TASK PROMPT: Rewrite the records below with "dark blue water" replaced by "deep blue water" everywhere it occurs, keeping everything else unchanged and leaving out the pictures.
* START *
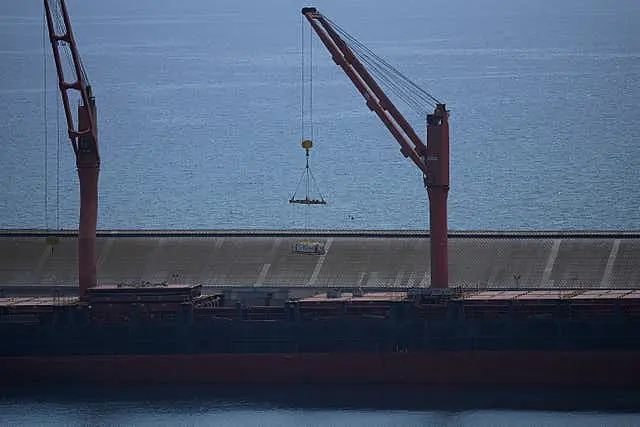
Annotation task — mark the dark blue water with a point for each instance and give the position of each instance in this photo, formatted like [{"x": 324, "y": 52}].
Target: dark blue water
[
  {"x": 318, "y": 406},
  {"x": 200, "y": 126},
  {"x": 200, "y": 120}
]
* END *
EXERCISE ANSWER:
Annotation task — mark the deep blue water with a point for each instance and give the position of each instance in this photo, formatted like [{"x": 324, "y": 52}].
Target: deep blue water
[
  {"x": 318, "y": 406},
  {"x": 200, "y": 126},
  {"x": 200, "y": 120}
]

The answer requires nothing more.